══ RECORDS TO PROCESS ══
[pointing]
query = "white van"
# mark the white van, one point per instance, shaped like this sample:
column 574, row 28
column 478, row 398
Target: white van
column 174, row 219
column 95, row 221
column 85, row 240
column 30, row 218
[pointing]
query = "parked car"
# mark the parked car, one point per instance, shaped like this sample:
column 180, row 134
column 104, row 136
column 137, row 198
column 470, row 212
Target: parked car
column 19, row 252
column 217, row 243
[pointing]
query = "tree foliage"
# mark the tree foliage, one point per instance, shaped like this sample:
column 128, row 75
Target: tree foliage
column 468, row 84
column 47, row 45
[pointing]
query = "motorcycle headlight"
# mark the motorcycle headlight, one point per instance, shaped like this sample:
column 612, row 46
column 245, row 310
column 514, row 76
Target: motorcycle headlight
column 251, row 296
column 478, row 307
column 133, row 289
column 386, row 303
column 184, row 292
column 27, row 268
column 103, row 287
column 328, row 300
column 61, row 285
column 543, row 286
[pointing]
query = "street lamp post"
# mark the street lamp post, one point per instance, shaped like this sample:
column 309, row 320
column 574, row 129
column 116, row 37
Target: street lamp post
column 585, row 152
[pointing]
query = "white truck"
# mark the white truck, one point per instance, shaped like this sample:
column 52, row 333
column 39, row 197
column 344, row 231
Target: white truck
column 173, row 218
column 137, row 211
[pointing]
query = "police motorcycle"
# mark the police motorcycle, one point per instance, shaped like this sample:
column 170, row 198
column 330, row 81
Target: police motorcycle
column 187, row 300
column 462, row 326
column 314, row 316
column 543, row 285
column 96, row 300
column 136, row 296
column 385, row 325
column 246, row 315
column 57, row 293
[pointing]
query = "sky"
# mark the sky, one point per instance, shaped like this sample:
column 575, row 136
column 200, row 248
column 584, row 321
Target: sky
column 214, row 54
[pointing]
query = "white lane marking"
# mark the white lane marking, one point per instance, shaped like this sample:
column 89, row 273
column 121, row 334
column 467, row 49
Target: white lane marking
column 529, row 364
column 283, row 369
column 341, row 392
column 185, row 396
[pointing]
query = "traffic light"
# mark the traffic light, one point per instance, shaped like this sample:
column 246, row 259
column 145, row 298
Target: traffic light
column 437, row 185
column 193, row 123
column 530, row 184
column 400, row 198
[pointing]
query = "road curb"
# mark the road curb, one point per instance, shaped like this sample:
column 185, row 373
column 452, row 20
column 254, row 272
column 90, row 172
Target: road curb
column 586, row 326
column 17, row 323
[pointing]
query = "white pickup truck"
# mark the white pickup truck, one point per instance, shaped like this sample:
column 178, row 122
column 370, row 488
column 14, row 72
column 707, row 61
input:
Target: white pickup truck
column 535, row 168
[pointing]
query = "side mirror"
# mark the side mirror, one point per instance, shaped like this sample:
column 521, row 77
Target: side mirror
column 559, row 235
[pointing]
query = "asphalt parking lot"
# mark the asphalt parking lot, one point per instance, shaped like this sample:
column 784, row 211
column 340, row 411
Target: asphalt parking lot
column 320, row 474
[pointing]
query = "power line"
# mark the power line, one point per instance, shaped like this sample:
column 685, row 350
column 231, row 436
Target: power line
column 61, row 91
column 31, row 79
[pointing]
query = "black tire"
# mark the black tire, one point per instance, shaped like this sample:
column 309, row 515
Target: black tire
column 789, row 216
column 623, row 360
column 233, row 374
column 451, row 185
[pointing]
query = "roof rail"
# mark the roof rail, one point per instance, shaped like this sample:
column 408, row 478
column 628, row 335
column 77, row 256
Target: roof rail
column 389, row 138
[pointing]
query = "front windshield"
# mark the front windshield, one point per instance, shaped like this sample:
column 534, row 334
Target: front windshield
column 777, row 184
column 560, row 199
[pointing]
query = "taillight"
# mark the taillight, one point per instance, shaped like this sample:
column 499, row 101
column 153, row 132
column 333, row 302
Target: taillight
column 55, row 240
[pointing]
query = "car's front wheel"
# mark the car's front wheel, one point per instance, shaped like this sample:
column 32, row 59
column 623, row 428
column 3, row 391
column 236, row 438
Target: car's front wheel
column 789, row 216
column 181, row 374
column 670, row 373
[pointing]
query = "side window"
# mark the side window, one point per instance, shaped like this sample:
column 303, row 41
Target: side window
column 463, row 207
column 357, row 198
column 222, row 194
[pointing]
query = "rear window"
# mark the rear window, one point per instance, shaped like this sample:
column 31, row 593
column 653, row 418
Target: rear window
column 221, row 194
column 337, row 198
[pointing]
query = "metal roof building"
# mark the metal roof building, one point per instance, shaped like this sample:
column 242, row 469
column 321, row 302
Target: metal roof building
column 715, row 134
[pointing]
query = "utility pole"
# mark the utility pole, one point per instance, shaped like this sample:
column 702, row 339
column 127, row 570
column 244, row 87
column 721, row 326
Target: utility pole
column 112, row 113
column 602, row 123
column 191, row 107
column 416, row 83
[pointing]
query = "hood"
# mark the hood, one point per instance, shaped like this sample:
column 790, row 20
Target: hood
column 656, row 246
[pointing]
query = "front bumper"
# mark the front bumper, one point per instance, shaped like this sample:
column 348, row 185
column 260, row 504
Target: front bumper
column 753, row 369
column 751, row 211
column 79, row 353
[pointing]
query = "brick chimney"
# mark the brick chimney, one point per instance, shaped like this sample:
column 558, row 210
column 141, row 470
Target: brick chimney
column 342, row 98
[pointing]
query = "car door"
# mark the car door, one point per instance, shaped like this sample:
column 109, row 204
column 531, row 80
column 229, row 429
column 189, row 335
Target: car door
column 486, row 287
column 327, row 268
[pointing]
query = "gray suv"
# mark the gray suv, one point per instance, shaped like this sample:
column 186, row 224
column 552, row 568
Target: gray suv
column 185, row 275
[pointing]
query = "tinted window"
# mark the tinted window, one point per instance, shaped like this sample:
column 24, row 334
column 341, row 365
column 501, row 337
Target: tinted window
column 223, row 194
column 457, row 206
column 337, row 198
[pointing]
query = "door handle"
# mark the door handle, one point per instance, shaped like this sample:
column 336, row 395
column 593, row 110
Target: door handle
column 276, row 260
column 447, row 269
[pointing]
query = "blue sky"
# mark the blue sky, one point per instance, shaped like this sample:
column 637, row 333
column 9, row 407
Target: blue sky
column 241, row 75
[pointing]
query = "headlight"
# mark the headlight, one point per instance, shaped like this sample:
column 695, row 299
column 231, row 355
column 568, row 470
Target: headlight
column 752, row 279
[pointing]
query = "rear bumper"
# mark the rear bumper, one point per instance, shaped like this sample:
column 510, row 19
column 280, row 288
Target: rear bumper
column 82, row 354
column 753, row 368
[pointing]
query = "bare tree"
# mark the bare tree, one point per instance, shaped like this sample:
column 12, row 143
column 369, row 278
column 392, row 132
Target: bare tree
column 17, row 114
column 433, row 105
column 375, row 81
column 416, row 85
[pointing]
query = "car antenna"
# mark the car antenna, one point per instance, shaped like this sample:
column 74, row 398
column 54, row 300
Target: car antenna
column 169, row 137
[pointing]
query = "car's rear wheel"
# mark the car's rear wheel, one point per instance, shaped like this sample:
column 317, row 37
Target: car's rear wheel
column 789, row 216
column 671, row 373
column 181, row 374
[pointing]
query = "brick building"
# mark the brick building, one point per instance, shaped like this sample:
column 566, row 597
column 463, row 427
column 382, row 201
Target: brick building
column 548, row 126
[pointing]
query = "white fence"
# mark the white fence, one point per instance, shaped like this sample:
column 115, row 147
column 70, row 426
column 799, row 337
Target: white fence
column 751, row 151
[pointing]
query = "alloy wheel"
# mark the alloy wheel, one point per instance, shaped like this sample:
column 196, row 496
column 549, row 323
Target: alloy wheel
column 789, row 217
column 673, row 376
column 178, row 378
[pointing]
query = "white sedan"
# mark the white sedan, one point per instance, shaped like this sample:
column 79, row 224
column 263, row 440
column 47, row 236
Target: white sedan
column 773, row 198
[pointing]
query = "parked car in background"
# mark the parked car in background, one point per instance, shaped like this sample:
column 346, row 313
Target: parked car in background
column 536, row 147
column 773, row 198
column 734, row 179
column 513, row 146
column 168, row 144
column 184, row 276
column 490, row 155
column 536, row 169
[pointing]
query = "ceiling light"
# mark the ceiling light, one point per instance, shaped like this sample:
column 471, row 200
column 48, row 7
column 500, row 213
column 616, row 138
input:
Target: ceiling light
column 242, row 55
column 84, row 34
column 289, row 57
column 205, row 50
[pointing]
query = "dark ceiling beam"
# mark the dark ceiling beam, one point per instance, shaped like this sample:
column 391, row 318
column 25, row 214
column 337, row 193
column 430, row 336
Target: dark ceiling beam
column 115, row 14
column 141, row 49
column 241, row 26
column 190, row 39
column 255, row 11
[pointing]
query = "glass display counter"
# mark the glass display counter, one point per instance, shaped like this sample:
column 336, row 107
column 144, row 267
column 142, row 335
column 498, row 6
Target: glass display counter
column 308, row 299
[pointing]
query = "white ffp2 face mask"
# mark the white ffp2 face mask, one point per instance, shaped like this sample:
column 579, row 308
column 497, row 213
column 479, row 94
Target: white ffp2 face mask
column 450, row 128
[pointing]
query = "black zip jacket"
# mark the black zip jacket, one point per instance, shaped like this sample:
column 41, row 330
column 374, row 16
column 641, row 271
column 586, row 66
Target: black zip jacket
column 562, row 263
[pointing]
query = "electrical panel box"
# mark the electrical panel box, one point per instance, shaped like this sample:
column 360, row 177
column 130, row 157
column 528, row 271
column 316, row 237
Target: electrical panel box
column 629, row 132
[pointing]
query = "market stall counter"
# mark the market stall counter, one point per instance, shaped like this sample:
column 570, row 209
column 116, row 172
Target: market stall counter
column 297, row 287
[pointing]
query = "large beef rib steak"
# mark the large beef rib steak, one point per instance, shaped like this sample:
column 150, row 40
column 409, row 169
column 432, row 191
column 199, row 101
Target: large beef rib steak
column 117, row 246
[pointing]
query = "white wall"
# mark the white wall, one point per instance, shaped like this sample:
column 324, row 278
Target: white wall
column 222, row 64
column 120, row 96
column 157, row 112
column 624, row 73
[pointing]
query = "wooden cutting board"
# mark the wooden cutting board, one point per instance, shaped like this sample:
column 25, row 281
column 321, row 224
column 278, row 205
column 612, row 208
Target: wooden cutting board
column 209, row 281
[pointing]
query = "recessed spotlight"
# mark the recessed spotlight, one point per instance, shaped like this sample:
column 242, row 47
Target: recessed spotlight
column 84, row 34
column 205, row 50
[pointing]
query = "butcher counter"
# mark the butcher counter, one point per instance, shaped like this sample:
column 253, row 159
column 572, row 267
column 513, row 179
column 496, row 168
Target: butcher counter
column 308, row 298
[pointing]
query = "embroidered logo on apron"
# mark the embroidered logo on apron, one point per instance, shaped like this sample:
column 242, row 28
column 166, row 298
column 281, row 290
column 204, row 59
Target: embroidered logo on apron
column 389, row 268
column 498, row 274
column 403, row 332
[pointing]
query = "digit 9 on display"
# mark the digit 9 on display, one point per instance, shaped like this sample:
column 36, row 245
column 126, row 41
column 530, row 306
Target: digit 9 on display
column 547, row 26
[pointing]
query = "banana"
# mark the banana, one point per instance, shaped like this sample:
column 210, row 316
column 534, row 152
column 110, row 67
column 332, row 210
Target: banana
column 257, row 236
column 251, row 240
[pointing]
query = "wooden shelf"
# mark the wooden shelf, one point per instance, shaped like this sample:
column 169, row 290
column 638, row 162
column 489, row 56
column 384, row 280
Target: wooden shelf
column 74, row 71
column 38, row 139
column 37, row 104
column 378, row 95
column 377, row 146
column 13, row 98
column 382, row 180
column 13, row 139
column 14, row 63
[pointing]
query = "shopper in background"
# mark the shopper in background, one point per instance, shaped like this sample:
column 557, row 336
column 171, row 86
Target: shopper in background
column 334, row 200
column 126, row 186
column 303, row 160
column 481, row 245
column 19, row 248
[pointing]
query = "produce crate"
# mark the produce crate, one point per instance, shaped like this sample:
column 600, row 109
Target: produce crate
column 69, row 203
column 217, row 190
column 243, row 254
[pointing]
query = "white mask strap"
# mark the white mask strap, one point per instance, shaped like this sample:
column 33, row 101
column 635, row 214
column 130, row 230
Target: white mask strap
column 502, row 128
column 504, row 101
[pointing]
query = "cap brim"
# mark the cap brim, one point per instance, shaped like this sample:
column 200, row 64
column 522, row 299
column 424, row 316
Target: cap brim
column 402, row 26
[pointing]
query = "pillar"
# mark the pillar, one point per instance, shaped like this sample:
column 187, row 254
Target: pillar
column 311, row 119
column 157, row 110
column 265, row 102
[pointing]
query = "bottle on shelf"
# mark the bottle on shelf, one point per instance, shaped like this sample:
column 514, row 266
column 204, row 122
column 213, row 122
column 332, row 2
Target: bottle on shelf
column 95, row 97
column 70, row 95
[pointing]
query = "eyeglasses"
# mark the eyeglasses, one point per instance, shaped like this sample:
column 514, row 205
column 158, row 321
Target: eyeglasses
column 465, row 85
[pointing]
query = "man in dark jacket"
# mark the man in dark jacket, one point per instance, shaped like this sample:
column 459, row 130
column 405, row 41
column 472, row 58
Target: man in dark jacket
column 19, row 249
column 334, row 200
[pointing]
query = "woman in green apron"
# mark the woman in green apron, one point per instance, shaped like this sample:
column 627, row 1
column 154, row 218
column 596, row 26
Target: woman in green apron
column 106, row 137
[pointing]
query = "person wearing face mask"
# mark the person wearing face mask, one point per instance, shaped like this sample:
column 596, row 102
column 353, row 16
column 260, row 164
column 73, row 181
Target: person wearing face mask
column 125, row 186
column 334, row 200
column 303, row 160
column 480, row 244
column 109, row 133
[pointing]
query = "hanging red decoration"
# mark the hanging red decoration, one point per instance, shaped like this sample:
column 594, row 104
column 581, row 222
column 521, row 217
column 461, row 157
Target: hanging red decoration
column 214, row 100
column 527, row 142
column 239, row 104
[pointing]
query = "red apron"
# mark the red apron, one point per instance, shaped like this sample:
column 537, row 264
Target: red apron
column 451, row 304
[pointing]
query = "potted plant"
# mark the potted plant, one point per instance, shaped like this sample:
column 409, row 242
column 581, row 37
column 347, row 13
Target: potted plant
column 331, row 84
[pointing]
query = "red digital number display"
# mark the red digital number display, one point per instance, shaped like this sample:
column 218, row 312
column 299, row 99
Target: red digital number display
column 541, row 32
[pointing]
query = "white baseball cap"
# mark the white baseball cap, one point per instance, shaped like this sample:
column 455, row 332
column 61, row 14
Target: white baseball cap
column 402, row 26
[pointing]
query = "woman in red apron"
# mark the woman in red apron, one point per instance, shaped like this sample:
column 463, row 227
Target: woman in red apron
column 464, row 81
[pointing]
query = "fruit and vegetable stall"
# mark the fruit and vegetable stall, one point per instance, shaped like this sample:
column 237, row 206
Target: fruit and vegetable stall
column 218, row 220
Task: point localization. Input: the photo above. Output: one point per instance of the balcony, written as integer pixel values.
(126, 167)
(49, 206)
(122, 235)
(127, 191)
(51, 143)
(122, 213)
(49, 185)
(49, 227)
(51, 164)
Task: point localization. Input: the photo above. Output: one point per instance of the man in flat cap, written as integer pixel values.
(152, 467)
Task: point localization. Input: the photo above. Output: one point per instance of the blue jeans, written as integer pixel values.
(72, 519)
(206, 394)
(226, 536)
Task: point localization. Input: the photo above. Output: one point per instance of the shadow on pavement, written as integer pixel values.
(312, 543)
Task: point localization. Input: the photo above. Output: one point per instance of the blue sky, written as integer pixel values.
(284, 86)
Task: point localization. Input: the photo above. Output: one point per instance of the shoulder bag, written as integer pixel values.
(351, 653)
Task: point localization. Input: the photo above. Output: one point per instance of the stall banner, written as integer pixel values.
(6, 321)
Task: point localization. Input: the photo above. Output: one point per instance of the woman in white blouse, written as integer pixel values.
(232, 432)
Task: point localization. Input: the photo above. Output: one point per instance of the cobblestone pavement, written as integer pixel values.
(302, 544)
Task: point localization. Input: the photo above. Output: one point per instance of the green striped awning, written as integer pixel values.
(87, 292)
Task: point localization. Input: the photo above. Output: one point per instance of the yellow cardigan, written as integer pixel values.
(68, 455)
═══
> [DO THIS]:
Only the lines from the one that contains "banner, written as integer pixel values." to the end of the data should be output, exactly as they appear.

> [ANSWER TO THE TASK]:
Task: point localization. Input: the photo above. Output: one point per instance of the stall banner, written as integer pixel values.
(6, 321)
Task: point localization. Input: the photo above. Output: one point per instance of the woman in white blouse, written as integer pixel values.
(232, 432)
Task: point localization. Input: the photo above. Output: one point per instance of the cobblestone pavement, written as integer pixel values.
(302, 544)
Task: point localization. Input: the photo above. Output: one point per instance of the green striped awning, written as integer pixel values.
(87, 292)
Task: point localization. Input: the photo above. Output: one point per instance of the yellow cardigan, written as integer pixel values.
(68, 455)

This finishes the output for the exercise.